··· Belge bölümü

Tembel çocuk muamelesi
Geçtiğimiz gün TBMM'deki dokunulmazlık yasası oylamasıyla ilgili görüntülere dikkat çekmek istiyorum. Yıllarca Başdanışmanlık, Dışişleri Bakanlığı, Başbakanlık görevlerini yürütüp; Genel Başkan olduğu partiye %49,5 oy aldıran Ahmet Davutoğlu'nun yalnızlık fotoğrafındaki ibretlik durumu, sınıfın tembel çocuğu muamelesi görmesinden bilmem kaç insanımız gereken dersi çıkarmıştır?
***
Türk siyasi hayatında bugüne kadar hiç yaşanmayan bu tablo AKP zihniyetinin, Saray darbesinin de göstergesi değil mi? Yarın, öbür gün AKP'nin Genel Başkanlığına atanan Binali Yıldırım; kameralar karşısına çıkıp, tıpkı patronu gibi ''Bizi kandırdılar, çok safmışız... Biz Ahmet Hocanın ''Stratejik Derinliği''ne inanmıştık. Oysa stratejik çukura düşürülmüşüz. Başta Suriye politikaları olmak üzere Orta Doğu'da girdiğimiz girdabın sorumlusu Davutoğlu'dur'' derse kimse şaşırmasın... AKP'nin döneminde atanan bürokratlara, müsteşarlara, hâkim ve savcılara da seslenmek istiyorum! Yarın öbür gün Davutoğlu'nun uğradığı muameleye layık görülür, bir kenara atılırsınız! AKP'yi kuran dörtlü sac ayağını bilmem kaç kişi hatırlıyor? Erbakan Hocaya isyan bayrağı kaldırıp ''Erdemliler Hareketi'' adıyla başlayan Bülent Arınç, Abdüllatif Şener, Abdullah Gül; şimdi nerede? Parti kuruculuğu, Bakanlık, Meclis Başkanlığı, Cumhurbaşkanlığı makamlarına kadar yükselenler; kağıt mendil gibi kullanılıp atılmadılar mı? Dahası bu isimlerin konferans vermesi, toplanıp fikir tartışmalarına katılmaları yasak değil mi? Pazar günü yapılacak kongre akabinde kurulacak yeni kabinede tasfiye edilecek isimler de şüphesiz aynı muameleye uğrayacaklar...

······
··· Verilen liste

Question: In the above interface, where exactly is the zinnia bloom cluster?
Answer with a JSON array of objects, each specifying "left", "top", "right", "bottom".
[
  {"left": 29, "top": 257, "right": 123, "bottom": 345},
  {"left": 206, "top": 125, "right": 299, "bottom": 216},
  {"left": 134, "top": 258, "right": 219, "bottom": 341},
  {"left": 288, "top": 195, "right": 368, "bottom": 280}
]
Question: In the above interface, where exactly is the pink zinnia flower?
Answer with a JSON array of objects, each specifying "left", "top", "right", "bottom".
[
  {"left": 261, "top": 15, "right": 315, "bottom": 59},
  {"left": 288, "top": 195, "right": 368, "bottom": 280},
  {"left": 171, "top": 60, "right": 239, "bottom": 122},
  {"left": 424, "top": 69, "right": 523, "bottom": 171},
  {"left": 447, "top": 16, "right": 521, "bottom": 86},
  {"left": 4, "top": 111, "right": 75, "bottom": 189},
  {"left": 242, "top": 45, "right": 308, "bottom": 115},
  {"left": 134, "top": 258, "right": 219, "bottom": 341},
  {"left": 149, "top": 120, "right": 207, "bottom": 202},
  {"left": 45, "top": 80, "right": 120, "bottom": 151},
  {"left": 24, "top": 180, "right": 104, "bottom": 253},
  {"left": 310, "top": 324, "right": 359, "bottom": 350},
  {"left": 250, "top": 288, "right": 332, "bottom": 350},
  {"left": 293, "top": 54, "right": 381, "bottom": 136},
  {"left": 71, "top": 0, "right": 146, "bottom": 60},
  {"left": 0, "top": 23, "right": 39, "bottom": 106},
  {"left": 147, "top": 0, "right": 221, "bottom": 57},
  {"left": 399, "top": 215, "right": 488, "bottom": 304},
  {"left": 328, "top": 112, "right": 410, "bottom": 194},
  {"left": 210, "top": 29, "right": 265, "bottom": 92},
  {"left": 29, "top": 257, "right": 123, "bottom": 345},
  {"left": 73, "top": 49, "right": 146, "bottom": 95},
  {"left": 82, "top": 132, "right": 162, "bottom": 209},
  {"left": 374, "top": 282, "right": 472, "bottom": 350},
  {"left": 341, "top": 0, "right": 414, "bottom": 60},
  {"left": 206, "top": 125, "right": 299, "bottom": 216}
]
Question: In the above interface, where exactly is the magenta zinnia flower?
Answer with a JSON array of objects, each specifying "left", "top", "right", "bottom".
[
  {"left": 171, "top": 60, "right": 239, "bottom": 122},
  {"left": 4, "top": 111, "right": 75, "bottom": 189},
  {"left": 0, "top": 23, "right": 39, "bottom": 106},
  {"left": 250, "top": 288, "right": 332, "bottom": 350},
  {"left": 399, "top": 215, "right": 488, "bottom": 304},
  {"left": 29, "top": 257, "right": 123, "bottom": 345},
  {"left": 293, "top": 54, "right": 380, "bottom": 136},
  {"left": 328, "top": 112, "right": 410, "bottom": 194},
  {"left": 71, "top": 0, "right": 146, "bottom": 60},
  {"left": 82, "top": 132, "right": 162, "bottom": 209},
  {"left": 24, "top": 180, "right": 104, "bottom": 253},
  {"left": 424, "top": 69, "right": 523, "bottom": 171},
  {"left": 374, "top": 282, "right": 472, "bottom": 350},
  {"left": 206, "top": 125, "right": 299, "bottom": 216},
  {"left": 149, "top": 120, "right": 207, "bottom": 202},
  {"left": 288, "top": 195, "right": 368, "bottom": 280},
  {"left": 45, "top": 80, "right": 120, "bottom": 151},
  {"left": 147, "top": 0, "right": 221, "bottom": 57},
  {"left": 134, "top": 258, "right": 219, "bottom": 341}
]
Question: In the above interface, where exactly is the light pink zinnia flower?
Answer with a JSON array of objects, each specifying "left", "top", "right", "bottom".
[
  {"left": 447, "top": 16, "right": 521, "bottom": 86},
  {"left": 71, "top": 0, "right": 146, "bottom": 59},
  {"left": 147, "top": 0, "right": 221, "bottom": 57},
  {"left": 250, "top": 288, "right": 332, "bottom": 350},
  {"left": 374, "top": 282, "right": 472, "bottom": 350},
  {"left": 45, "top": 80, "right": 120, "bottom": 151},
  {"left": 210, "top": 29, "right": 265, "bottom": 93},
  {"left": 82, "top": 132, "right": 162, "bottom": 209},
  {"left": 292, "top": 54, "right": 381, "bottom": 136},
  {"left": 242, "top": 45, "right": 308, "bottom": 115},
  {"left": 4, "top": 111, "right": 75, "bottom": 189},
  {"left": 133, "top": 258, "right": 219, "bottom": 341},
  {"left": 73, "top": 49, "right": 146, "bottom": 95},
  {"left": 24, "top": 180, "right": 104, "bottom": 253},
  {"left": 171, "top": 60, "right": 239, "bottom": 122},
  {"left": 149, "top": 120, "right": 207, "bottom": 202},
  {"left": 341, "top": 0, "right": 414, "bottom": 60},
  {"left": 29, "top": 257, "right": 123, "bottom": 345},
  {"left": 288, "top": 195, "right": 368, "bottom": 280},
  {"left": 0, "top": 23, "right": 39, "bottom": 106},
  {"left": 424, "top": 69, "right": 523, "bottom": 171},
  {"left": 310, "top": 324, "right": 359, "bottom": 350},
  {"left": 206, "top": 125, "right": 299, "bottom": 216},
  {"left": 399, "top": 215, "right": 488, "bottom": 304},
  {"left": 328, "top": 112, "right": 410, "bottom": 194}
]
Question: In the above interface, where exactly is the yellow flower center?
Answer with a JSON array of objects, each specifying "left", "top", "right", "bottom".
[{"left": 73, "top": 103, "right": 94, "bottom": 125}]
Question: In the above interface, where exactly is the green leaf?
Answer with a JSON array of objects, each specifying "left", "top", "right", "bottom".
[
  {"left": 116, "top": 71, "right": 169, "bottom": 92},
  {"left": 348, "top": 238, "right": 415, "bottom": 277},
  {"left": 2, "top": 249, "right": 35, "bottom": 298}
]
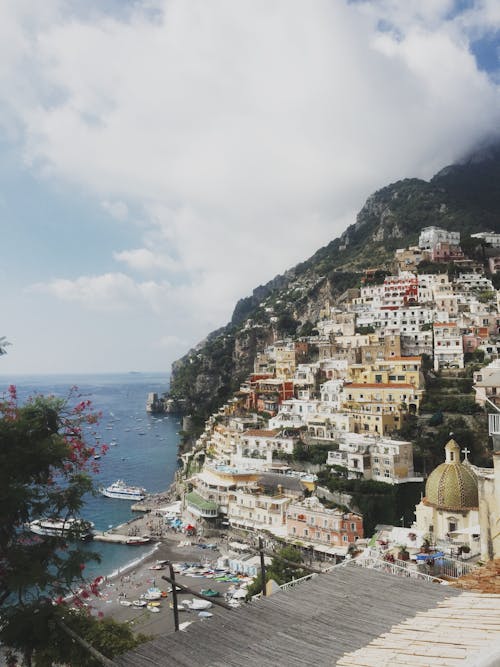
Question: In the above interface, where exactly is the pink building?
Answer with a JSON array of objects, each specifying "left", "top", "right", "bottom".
[{"left": 287, "top": 496, "right": 363, "bottom": 554}]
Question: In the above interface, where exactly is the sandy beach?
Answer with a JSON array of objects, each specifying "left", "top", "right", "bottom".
[{"left": 89, "top": 534, "right": 241, "bottom": 636}]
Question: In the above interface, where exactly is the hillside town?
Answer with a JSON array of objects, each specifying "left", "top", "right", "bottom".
[{"left": 177, "top": 227, "right": 500, "bottom": 562}]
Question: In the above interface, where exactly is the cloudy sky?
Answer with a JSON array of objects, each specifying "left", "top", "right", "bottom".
[{"left": 0, "top": 0, "right": 500, "bottom": 375}]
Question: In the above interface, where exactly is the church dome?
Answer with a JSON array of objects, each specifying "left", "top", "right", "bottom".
[{"left": 425, "top": 440, "right": 479, "bottom": 510}]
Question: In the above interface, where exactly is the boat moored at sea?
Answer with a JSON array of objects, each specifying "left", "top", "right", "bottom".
[
  {"left": 100, "top": 479, "right": 146, "bottom": 501},
  {"left": 28, "top": 518, "right": 94, "bottom": 540}
]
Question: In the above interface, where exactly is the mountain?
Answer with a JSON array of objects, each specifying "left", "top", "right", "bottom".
[{"left": 170, "top": 144, "right": 500, "bottom": 435}]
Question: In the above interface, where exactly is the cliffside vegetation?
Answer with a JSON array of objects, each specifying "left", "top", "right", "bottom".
[{"left": 170, "top": 145, "right": 500, "bottom": 439}]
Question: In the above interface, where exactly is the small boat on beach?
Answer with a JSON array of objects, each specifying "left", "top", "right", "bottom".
[
  {"left": 28, "top": 518, "right": 94, "bottom": 540},
  {"left": 200, "top": 588, "right": 220, "bottom": 598},
  {"left": 143, "top": 586, "right": 162, "bottom": 600},
  {"left": 125, "top": 535, "right": 151, "bottom": 547},
  {"left": 99, "top": 479, "right": 146, "bottom": 501},
  {"left": 181, "top": 598, "right": 212, "bottom": 611}
]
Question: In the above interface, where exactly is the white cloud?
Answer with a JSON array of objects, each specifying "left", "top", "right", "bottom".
[
  {"left": 113, "top": 248, "right": 175, "bottom": 272},
  {"left": 101, "top": 200, "right": 128, "bottom": 220},
  {"left": 0, "top": 0, "right": 500, "bottom": 370},
  {"left": 29, "top": 273, "right": 170, "bottom": 310}
]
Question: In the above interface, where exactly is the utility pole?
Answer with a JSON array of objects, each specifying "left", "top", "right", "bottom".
[
  {"left": 259, "top": 537, "right": 266, "bottom": 597},
  {"left": 168, "top": 561, "right": 179, "bottom": 632}
]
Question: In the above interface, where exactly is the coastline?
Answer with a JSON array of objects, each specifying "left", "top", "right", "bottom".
[{"left": 89, "top": 533, "right": 231, "bottom": 637}]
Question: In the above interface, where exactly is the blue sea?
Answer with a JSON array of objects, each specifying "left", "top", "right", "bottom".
[{"left": 0, "top": 373, "right": 181, "bottom": 578}]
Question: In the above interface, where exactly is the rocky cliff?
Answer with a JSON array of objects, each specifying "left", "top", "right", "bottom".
[{"left": 170, "top": 140, "right": 500, "bottom": 438}]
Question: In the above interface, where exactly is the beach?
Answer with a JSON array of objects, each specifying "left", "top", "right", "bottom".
[{"left": 89, "top": 534, "right": 240, "bottom": 636}]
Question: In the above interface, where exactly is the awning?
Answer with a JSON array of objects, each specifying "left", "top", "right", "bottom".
[
  {"left": 312, "top": 544, "right": 348, "bottom": 556},
  {"left": 450, "top": 526, "right": 481, "bottom": 535}
]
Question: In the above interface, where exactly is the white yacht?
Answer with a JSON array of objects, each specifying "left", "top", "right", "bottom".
[{"left": 100, "top": 479, "right": 146, "bottom": 500}]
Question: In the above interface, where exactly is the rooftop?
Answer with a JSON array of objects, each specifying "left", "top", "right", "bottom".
[{"left": 111, "top": 566, "right": 500, "bottom": 667}]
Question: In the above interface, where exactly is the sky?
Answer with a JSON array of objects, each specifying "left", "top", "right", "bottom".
[{"left": 0, "top": 0, "right": 500, "bottom": 376}]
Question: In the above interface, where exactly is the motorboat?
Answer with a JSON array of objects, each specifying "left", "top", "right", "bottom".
[
  {"left": 125, "top": 535, "right": 151, "bottom": 547},
  {"left": 200, "top": 588, "right": 220, "bottom": 598},
  {"left": 100, "top": 479, "right": 146, "bottom": 500},
  {"left": 182, "top": 598, "right": 212, "bottom": 611},
  {"left": 28, "top": 518, "right": 94, "bottom": 540},
  {"left": 143, "top": 586, "right": 162, "bottom": 600}
]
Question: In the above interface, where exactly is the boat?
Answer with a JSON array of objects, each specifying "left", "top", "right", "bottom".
[
  {"left": 200, "top": 588, "right": 220, "bottom": 598},
  {"left": 100, "top": 479, "right": 146, "bottom": 500},
  {"left": 143, "top": 586, "right": 161, "bottom": 600},
  {"left": 28, "top": 518, "right": 94, "bottom": 540},
  {"left": 181, "top": 598, "right": 212, "bottom": 611},
  {"left": 125, "top": 535, "right": 151, "bottom": 547}
]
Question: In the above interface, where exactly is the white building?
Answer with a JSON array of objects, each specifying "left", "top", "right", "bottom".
[
  {"left": 434, "top": 322, "right": 464, "bottom": 371},
  {"left": 327, "top": 433, "right": 422, "bottom": 484},
  {"left": 471, "top": 232, "right": 500, "bottom": 248},
  {"left": 418, "top": 227, "right": 460, "bottom": 250}
]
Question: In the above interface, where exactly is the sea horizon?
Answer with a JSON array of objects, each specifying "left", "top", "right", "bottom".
[{"left": 0, "top": 372, "right": 180, "bottom": 578}]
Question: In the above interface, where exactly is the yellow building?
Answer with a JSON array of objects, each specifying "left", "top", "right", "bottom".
[
  {"left": 348, "top": 357, "right": 425, "bottom": 390},
  {"left": 274, "top": 345, "right": 296, "bottom": 380},
  {"left": 341, "top": 382, "right": 423, "bottom": 413}
]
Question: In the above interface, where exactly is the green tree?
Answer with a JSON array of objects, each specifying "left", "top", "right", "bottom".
[
  {"left": 247, "top": 545, "right": 307, "bottom": 597},
  {"left": 0, "top": 386, "right": 145, "bottom": 665}
]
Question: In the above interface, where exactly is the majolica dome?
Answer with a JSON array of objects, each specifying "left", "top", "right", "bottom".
[{"left": 425, "top": 440, "right": 479, "bottom": 510}]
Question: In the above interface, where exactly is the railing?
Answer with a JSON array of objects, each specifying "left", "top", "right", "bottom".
[
  {"left": 280, "top": 572, "right": 318, "bottom": 591},
  {"left": 252, "top": 572, "right": 318, "bottom": 600},
  {"left": 338, "top": 555, "right": 443, "bottom": 584}
]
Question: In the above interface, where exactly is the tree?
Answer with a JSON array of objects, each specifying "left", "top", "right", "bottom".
[
  {"left": 0, "top": 386, "right": 141, "bottom": 665},
  {"left": 247, "top": 545, "right": 307, "bottom": 597},
  {"left": 0, "top": 336, "right": 10, "bottom": 356}
]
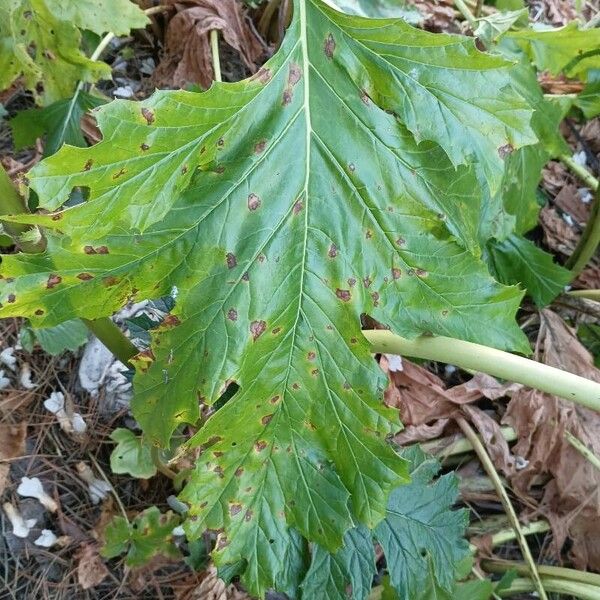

······

Yapılacak iş:
Lütfen belge bölümünü tek harfini bile değiştirmeden baştan sona eksiksiz olarak yeniden yaz.

Beklenen cevap:
Tembel çocuk muamelesi
Geçtiğimiz gün TBMM'deki dokunulmazlık yasası oylamasıyla ilgili görüntülere dikkat çekmek istiyorum. Yıllarca Başdanışmanlık, Dışişleri Bakanlığı, Başbakanlık görevlerini yürütüp; Genel Başkan olduğu partiye %49,5 oy aldıran Ahmet Davutoğlu'nun yalnızlık fotoğrafındaki ibretlik durumu, sınıfın tembel çocuğu muamelesi görmesinden bilmem kaç insanımız gereken dersi çıkarmıştır?
***
Türk siyasi hayatında bugüne kadar hiç yaşanmayan bu tablo AKP zihniyetinin, Saray darbesinin de göstergesi değil mi? Yarın, öbür gün AKP'nin Genel Başkanlığına atanan Binali Yıldırım; kameralar karşısına çıkıp, tıpkı patronu gibi ''Bizi kandırdılar, çok safmışız... Biz Ahmet Hocanın ''Stratejik Derinliği''ne inanmıştık. Oysa stratejik çukura düşürülmüşüz. Başta Suriye politikaları olmak üzere Orta Doğu'da girdiğimiz girdabın sorumlusu Davutoğlu'dur'' derse kimse şaşırmasın... AKP'nin döneminde atanan bürokratlara, müsteşarlara, hâkim ve savcılara da seslenmek istiyorum! Yarın öbür gün Davutoğlu'nun uğradığı muameleye layık görülür, bir kenara atılırsınız! AKP'yi kuran dörtlü sac ayağını bilmem kaç kişi hatırlıyor? Erbakan Hocaya isyan bayrağı kaldırıp ''Erdemliler Hareketi'' adıyla başlayan Bülent Arınç, Abdüllatif Şener, Abdullah Gül; şimdi nerede? Parti kuruculuğu, Bakanlık, Meclis Başkanlığı, Cumhurbaşkanlığı makamlarına kadar yükselenler; kağıt mendil gibi kullanılıp atılmadılar mı? Dahası bu isimlerin konferans vermesi, toplanıp fikir tartışmalarına katılmaları yasak değil mi? Pazar günü yapılacak kongre akabinde kurulacak yeni kabinede tasfiye edilecek isimler de şüphesiz aynı muameleye uğrayacaklar...